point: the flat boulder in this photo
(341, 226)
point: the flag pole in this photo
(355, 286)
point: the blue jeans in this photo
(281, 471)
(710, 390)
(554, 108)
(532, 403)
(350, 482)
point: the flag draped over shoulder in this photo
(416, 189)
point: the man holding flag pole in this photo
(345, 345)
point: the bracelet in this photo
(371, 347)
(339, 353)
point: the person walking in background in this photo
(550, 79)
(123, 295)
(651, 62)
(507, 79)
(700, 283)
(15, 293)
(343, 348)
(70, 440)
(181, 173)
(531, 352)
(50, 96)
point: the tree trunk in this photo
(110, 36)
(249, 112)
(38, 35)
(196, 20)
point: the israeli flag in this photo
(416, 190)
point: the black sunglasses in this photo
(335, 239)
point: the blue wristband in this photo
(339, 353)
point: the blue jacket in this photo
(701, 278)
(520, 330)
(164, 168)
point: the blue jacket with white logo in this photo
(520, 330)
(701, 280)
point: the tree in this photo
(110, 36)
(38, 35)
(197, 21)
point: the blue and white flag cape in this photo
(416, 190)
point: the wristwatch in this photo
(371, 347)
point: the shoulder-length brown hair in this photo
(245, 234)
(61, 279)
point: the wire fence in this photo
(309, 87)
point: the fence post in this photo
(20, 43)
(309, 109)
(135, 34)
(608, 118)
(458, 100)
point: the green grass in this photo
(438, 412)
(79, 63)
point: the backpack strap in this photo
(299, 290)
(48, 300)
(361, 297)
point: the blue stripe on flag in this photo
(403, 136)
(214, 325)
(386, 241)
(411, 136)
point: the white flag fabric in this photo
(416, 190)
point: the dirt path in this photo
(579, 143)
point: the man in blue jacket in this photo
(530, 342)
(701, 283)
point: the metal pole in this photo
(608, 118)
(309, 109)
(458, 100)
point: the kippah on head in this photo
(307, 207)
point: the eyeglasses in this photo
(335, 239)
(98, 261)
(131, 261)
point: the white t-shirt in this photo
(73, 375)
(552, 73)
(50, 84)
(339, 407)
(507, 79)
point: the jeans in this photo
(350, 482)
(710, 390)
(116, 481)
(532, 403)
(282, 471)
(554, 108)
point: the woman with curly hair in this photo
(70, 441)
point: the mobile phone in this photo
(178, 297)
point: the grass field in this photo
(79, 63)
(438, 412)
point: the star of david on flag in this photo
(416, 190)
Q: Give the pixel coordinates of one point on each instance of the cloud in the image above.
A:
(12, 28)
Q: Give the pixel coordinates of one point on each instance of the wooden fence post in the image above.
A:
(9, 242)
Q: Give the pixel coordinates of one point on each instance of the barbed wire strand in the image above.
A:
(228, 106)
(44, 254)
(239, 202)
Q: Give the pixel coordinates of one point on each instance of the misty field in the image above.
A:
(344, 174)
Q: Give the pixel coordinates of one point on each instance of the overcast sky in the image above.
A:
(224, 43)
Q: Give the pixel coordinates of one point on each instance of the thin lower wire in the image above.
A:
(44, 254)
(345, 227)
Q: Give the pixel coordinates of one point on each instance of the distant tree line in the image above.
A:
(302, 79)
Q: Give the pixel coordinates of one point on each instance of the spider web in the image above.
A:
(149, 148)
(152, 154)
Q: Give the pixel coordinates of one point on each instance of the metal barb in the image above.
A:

▶ **PROBLEM STATEMENT**:
Show the lines above that include "coordinates".

▶ **SOLUTION FOR THIS PROBLEM**:
Q: Give the pixel coordinates of one point on each instance of the cloud in the image above.
Q: Give the pixel coordinates of one point on each instance of the wooden fence post in the image above.
Q: Give the pixel coordinates of one point on each instance of the barbed wire strand in the image above.
Q: Give the pixel coordinates of one point on each instance of the misty field in the image above.
Q: Give the pixel coordinates of one point on each instance of the overcast sky in the image above.
Q: Give the pixel coordinates of one point on each instance of the thin lower wire in the image above.
Q: Give the pixel coordinates of one point on each instance of the distant tree line in the image above.
Q: Give the pixel coordinates of one point on each instance of the spider web in the image above.
Q: Give the pixel coordinates of one point on each instance of the metal barb in the image above.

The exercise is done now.